→ **WORK REQUIRED**
Edit the data below so that every "Annotation instructions" becomes "Labeling directions", leaving all other text unchanged. Leave the pictures out of your answer.

→ **DATA EXTRACT**
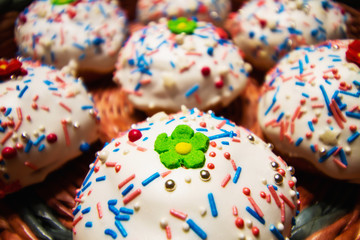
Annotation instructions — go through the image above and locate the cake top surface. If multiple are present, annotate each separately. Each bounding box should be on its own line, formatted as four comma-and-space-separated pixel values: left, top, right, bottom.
0, 59, 98, 196
258, 40, 360, 182
73, 109, 297, 239
114, 17, 251, 112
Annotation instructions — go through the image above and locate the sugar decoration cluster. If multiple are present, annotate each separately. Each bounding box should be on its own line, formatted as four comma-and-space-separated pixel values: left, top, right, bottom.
73, 109, 299, 239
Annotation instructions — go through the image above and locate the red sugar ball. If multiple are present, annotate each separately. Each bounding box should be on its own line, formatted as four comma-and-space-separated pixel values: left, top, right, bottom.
1, 147, 17, 159
128, 129, 142, 142
46, 133, 57, 143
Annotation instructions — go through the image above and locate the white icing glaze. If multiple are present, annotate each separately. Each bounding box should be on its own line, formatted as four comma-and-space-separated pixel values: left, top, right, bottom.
73, 109, 298, 240
15, 0, 126, 76
114, 19, 251, 111
137, 0, 231, 25
0, 58, 98, 196
258, 40, 360, 182
229, 0, 347, 71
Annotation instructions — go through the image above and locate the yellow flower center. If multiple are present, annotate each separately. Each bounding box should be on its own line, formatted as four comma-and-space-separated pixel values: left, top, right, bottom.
177, 22, 186, 29
175, 142, 192, 155
0, 64, 7, 69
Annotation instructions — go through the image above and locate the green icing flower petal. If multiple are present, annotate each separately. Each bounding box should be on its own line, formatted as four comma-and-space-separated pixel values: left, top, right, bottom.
171, 125, 194, 143
154, 133, 174, 154
168, 17, 197, 34
160, 150, 181, 169
190, 132, 210, 152
182, 150, 205, 168
154, 125, 210, 169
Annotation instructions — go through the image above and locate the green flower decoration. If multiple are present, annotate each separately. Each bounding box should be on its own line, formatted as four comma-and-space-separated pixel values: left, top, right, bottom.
51, 0, 75, 5
155, 125, 210, 169
168, 17, 197, 34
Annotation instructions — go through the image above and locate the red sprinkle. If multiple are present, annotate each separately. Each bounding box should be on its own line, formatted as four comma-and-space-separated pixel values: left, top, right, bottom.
208, 163, 215, 169
215, 80, 224, 88
260, 191, 266, 199
251, 226, 260, 236
235, 217, 244, 228
1, 147, 17, 159
209, 152, 216, 157
243, 187, 250, 196
349, 125, 357, 132
128, 129, 142, 142
46, 133, 57, 143
201, 66, 211, 77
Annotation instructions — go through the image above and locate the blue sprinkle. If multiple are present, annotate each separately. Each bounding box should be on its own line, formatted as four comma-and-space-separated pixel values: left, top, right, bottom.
81, 105, 94, 110
99, 4, 108, 18
347, 131, 360, 143
208, 193, 218, 217
81, 182, 92, 192
319, 146, 338, 163
79, 53, 86, 60
246, 206, 265, 225
33, 134, 45, 146
345, 111, 360, 119
128, 58, 135, 66
72, 43, 85, 51
195, 128, 208, 132
165, 118, 175, 125
170, 61, 176, 68
233, 167, 241, 184
104, 228, 117, 239
310, 144, 316, 153
141, 172, 160, 187
115, 221, 127, 237
308, 121, 314, 132
108, 205, 120, 216
269, 224, 285, 240
81, 207, 91, 214
44, 80, 54, 86
120, 207, 134, 215
96, 176, 106, 182
80, 142, 90, 152
339, 149, 348, 166
121, 184, 134, 196
301, 93, 310, 98
85, 222, 92, 228
24, 140, 33, 153
38, 144, 45, 152
18, 85, 29, 98
207, 47, 214, 56
93, 37, 105, 46
295, 137, 304, 147
320, 85, 331, 113
137, 127, 151, 131
73, 205, 81, 216
115, 214, 130, 221
276, 112, 285, 122
108, 199, 117, 205
185, 84, 199, 98
186, 218, 207, 239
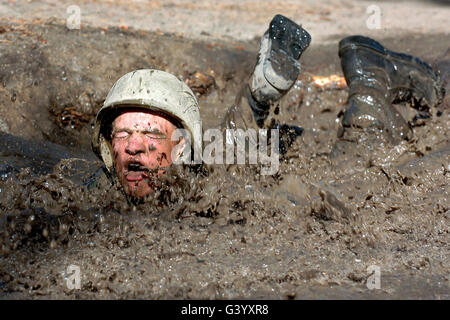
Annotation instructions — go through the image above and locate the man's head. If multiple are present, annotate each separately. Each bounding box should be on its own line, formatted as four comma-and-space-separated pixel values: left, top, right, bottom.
92, 69, 201, 197
111, 109, 184, 197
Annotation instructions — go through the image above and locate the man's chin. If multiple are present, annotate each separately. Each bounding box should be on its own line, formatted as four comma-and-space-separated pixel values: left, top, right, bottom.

→ **CORRECT RESPONSE**
Labeling directions — go through the image above and locate the cake top surface. If multiple are present, annotate each separately. Each bounding box should be on its own line, formatted as four comma-and-space-separated pixel values: left, top, right, bottom.
0, 59, 98, 196
258, 40, 360, 182
73, 109, 297, 239
114, 17, 251, 112
Labeling directions — go through the image above and locate the sugar decoration cluster. If multiple are present, annotate each separately. Each bounding box should be on its own line, formatted as four comma-and-space-separated pixel values: left, top, right, bottom.
73, 109, 299, 239
Labeling directions — go through the image above and locate the red sugar ball. If multiple are present, annotate each separately. Each bounding box should be on its own line, formatted as four comma-and-space-separated pixel values: left, top, right, bottom.
1, 147, 17, 159
128, 129, 142, 142
46, 133, 57, 143
Labeling directions — go through the image above and locate the white icing glaze. If multiple are present, annotate each separately. Each bounding box should be on its own line, formatted as four comma-and-space-separated pixel values: left, top, right, bottom.
73, 109, 298, 240
15, 0, 126, 76
114, 19, 251, 111
137, 0, 231, 25
0, 58, 98, 196
258, 40, 360, 182
229, 0, 347, 71
Labeling directions — go through the image above and locate the yellow flower center. If multiple are present, annotate each separately. Each bounding box should be on its own line, formatted as four comma-and-space-separated pixel values: left, top, right, bottom.
177, 22, 186, 29
175, 142, 192, 155
0, 64, 7, 69
Labeling directions — go through the image above and locate the green icing flower petal. If multiple are present, annotate each separately. Each bounding box should be on its own line, formatted as four comma-and-space-separated pixel values: left, top, right, bottom.
171, 125, 194, 143
154, 133, 174, 154
168, 17, 197, 34
160, 150, 181, 169
190, 132, 210, 152
182, 150, 205, 168
154, 125, 210, 169
Labeling directions — go through the image above and locate the green flower decoration. If multiple are present, annotate each separately. Each bounding box should be on its own line, formatted as four comma-and-space-separated pixel values: left, top, right, bottom.
51, 0, 75, 5
155, 125, 210, 169
168, 17, 197, 34
Labeling directions — go through the image above and locate the red sprinkle. If multiple are present, annotate each separately. Each bounding box should be on its own line, formatted as four comma-and-space-separated pixel values: left, top, right, bottom.
208, 163, 215, 169
215, 80, 224, 88
260, 191, 266, 199
251, 226, 260, 236
235, 217, 244, 228
1, 147, 17, 159
209, 152, 216, 157
243, 187, 250, 196
349, 125, 357, 132
128, 129, 142, 142
46, 133, 57, 143
201, 66, 211, 77
Labeling directions — go through the image above and locate the blue sprinkle. If multiple are present, annotate each separately. Each bounding box should be on its own line, formatted as four comma-and-space-separated pixel values: left, top, right, bottom.
81, 105, 94, 110
99, 4, 108, 18
347, 131, 360, 143
208, 193, 218, 217
81, 182, 92, 192
319, 146, 338, 163
79, 53, 86, 60
246, 206, 265, 225
33, 134, 45, 146
345, 111, 360, 119
128, 58, 135, 66
72, 43, 85, 51
195, 128, 208, 132
165, 118, 175, 125
170, 61, 176, 68
233, 167, 241, 184
104, 228, 117, 239
310, 144, 316, 153
141, 172, 160, 187
115, 221, 127, 237
308, 121, 314, 132
108, 205, 120, 216
269, 224, 285, 240
81, 207, 91, 214
44, 80, 54, 86
120, 207, 134, 215
96, 176, 106, 182
80, 142, 90, 152
339, 149, 348, 166
121, 184, 134, 196
301, 93, 310, 98
85, 222, 92, 228
24, 140, 33, 153
38, 144, 45, 152
18, 85, 29, 98
207, 47, 214, 56
93, 37, 105, 46
295, 137, 304, 147
320, 85, 331, 113
137, 127, 151, 131
73, 205, 81, 216
115, 214, 130, 221
276, 112, 285, 122
108, 199, 117, 205
185, 84, 199, 98
186, 218, 207, 239
Labeling directions — go through the image above and locate the man's head. If multiple are present, annotate each separately. Each bounding box should be on its own line, formatted as four comma-and-space-separated pixel values: left, top, right, bottom.
92, 69, 201, 197
111, 109, 184, 197
Labeling directions — go through the image above and locate the man's chin. If multiple are present, annotate each separately. Each bounding box should be on its own line, formatted as four comma-and-space-separated pixel values: left, top, right, bottom.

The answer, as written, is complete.